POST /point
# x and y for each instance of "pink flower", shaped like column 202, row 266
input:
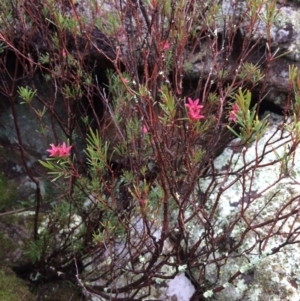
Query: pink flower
column 165, row 45
column 232, row 114
column 64, row 150
column 54, row 151
column 194, row 109
column 59, row 151
column 144, row 129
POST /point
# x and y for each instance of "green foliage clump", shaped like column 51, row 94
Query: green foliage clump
column 13, row 288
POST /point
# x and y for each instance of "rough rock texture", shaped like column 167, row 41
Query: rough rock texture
column 268, row 188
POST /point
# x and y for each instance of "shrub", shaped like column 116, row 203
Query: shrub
column 150, row 136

┄┄┄┄┄┄┄┄┄┄

Task statement -
From the line containing "167, row 41" down to the last line of the data, transcribe every line exactly; nothing else should appear.

Output of the task -
# x and y for each instance of "rough rock texture", shaped like column 167, row 41
Query: rough rock texture
column 268, row 188
POST /point
# x and y for each instance of "shrub", shaped like column 116, row 203
Query: shrub
column 150, row 136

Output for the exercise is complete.